RECORD EXTRACTS section start

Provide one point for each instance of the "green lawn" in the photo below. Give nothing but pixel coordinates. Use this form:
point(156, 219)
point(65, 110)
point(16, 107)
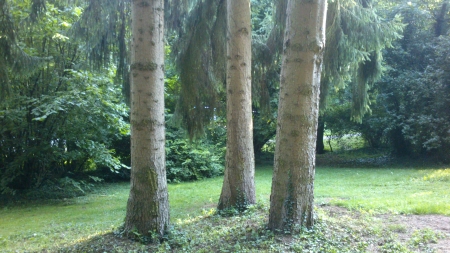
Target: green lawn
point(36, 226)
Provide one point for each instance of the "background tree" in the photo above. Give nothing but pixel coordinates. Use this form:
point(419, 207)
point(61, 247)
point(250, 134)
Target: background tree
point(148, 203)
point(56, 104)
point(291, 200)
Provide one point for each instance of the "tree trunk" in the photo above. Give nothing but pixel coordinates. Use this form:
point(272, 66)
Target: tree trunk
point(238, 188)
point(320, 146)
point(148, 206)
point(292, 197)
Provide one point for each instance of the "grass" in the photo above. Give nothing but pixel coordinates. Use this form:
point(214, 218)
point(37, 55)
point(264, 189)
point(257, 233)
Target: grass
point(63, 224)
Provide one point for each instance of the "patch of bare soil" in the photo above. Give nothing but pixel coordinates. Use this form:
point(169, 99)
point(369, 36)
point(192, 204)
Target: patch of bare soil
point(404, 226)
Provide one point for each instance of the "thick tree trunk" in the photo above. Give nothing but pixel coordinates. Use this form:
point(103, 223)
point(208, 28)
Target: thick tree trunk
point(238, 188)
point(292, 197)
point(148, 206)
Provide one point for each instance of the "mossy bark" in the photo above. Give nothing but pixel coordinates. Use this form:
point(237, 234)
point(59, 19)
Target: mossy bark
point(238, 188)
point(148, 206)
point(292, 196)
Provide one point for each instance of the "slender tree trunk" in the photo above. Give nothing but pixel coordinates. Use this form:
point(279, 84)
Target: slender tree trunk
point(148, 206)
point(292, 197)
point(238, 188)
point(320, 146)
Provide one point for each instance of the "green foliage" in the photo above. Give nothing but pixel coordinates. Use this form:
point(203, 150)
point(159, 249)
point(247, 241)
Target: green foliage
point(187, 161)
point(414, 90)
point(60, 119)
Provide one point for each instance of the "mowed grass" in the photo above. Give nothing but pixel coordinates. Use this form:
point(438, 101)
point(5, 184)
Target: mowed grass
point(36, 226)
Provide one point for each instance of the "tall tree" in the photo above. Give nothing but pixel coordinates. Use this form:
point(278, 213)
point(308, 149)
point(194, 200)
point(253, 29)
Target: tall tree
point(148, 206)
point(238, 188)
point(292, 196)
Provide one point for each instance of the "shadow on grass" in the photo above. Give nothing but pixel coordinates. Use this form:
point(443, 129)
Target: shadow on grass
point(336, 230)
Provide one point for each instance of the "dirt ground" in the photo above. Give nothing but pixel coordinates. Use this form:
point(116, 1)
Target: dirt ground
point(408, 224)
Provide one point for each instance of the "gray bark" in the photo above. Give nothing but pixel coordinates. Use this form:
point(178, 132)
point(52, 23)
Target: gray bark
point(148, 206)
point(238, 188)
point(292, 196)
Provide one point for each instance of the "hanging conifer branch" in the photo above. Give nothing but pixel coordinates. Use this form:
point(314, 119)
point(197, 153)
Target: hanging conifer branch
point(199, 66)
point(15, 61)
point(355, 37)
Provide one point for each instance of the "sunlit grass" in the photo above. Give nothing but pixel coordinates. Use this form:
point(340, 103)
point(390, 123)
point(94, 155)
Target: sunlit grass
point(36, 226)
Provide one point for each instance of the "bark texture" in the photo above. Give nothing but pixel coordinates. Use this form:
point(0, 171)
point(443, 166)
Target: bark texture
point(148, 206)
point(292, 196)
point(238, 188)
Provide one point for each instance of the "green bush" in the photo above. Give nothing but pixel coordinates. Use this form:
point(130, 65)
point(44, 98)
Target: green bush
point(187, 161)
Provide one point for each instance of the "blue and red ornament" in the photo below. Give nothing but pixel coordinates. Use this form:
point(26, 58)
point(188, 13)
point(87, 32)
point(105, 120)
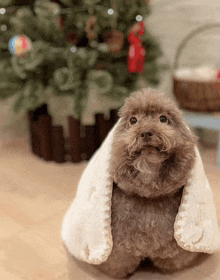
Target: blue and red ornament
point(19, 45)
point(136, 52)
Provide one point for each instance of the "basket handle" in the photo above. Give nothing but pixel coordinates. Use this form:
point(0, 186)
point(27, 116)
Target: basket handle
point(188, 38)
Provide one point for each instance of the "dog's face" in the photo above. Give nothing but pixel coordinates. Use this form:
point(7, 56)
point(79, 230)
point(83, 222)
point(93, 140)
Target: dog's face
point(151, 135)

RECORD EXTRACTS section end

__YOUR INSTRUCTIONS__
Within the listing, how many lines hold the word "below"? Answer with the number by itself.

__WRITTEN RESPONSE__
2